▶ _Task description_
Lay out everything from the line containing "Localize rooftop antenna." through the last line as a Markdown table with the columns Row and Line. Give each line its own row and skip any blank lines.

>> Start Material for the task

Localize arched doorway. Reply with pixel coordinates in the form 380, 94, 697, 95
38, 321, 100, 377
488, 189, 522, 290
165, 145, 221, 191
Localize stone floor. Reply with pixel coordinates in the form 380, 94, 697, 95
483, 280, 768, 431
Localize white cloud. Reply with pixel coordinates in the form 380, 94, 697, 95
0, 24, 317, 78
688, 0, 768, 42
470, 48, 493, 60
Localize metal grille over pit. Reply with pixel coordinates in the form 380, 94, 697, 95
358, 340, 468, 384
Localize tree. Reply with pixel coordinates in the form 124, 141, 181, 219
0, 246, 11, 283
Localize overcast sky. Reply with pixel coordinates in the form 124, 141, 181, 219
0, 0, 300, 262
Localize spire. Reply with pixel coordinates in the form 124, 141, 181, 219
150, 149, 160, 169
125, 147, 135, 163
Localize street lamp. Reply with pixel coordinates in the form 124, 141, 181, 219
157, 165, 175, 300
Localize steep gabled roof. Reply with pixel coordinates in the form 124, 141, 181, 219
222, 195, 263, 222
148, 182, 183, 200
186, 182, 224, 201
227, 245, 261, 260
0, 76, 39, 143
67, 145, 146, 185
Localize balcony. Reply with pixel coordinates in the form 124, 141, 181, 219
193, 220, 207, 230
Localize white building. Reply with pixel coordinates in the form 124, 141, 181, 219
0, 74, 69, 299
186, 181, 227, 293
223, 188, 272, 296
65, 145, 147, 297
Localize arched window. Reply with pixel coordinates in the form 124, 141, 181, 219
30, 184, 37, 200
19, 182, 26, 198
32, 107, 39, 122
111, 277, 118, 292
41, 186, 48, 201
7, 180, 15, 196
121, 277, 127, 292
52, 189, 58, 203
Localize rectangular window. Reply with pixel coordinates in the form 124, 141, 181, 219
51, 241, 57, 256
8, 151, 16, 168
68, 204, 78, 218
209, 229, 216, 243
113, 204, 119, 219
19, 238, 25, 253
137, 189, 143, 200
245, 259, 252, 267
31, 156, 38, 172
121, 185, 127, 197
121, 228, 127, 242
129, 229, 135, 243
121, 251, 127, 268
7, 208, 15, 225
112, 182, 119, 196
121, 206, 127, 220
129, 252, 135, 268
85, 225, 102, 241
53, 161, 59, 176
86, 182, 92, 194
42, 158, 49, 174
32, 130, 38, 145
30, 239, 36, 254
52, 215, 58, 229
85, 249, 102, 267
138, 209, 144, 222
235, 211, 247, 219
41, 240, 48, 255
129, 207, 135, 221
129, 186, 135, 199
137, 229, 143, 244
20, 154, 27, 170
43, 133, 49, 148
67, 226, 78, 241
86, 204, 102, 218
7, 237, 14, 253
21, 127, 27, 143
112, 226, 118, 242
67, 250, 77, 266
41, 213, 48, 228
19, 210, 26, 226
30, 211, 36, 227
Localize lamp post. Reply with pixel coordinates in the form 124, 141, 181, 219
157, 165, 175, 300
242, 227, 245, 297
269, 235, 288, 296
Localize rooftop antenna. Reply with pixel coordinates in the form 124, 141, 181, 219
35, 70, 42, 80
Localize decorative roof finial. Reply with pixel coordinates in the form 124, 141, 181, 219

>> End Material for the task

▶ _Correct response_
| Row | Line |
|---|---|
| 1 | Localize rooftop antenna. Reply with pixel coordinates in the form 124, 141, 181, 219 |
| 2 | 35, 70, 42, 80 |
| 3 | Localize decorative roof finial. Reply with pixel coordinates in the form 124, 141, 181, 219 |